GOAL OF THE EXERCISE →
Comb through the entries for "handle" and pull out each line that holds it.

EXERCISE DATA →
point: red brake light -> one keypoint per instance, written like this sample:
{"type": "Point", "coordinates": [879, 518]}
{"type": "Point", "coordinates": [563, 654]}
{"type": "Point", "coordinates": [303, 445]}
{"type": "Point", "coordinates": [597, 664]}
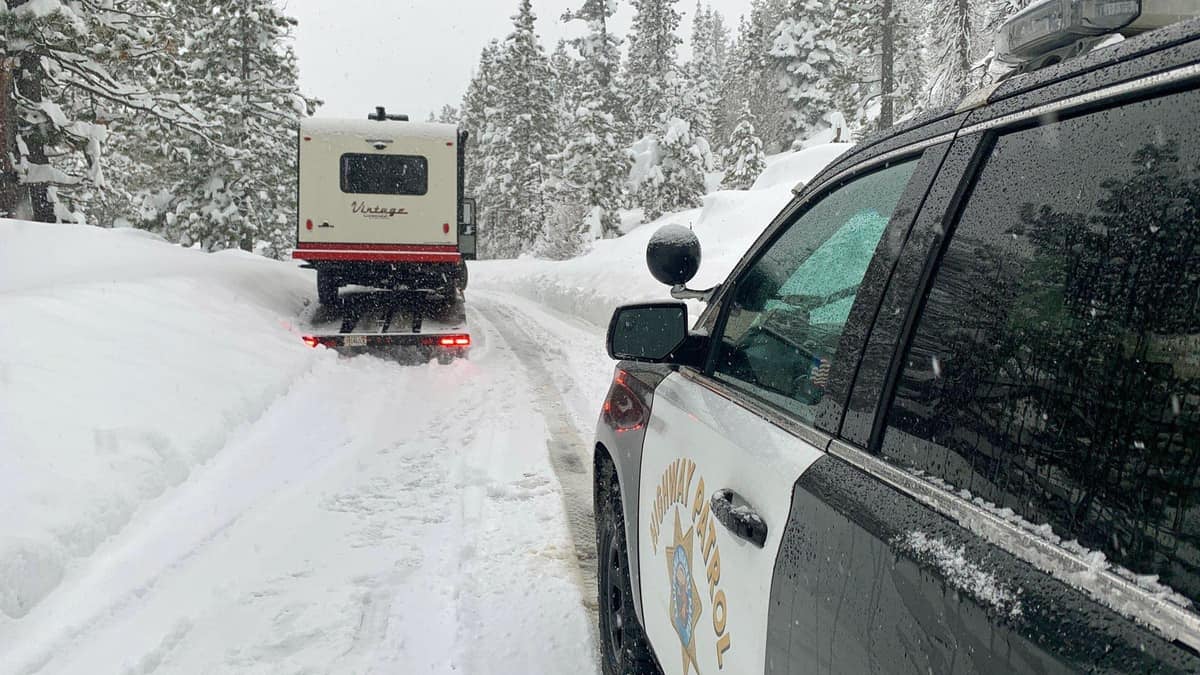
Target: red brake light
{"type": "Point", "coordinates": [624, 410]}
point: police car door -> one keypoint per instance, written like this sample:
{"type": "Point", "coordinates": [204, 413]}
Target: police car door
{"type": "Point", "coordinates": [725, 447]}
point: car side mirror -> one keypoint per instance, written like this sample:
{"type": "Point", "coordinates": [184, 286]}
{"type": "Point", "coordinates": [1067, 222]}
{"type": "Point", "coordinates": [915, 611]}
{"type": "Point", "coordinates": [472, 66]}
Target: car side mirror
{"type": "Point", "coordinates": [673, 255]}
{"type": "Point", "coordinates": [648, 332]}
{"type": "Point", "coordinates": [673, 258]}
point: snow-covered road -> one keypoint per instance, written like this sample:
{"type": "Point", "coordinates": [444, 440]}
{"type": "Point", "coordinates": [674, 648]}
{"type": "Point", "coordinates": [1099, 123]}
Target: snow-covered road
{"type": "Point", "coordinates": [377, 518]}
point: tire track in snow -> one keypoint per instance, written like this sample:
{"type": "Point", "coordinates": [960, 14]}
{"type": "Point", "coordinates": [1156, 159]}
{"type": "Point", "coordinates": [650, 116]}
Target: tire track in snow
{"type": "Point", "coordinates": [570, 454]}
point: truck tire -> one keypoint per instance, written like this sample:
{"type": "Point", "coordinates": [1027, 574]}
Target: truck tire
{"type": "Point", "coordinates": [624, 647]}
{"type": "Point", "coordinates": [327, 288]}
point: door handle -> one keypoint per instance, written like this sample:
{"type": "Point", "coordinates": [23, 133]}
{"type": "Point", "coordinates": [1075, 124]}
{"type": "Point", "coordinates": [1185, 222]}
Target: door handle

* * *

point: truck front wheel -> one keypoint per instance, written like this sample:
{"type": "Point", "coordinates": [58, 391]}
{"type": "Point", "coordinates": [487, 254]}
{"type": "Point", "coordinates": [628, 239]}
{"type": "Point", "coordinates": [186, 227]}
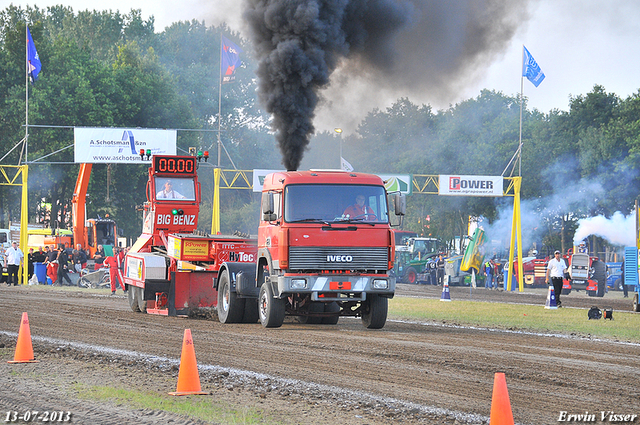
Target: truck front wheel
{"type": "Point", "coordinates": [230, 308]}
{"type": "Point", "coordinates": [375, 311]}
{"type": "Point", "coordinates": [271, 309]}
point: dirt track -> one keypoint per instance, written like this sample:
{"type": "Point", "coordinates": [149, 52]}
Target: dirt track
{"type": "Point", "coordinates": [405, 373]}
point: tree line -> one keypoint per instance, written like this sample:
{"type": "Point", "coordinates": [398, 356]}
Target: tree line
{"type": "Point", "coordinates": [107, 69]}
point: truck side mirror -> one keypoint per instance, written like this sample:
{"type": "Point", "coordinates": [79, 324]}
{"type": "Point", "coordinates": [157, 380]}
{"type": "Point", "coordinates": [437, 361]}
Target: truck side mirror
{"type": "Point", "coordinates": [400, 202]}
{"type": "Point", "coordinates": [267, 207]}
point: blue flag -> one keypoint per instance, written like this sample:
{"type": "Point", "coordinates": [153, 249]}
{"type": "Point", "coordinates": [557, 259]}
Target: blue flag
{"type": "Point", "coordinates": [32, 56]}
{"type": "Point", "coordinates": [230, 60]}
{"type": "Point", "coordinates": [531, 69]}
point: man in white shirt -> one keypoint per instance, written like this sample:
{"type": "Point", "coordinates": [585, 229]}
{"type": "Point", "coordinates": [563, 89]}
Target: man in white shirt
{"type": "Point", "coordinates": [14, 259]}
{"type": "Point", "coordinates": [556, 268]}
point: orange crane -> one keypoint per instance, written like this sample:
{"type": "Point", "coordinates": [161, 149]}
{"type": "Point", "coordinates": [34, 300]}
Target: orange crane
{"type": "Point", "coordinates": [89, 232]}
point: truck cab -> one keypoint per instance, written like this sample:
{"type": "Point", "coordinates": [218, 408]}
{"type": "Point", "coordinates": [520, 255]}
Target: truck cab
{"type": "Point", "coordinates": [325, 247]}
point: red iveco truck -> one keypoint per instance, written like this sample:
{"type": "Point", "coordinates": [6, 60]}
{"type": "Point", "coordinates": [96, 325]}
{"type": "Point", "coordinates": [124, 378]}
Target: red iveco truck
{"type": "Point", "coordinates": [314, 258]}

ANSWER TO THE PROBLEM →
point: door handle -> one keypoint per instance, written like this sample:
Target: door handle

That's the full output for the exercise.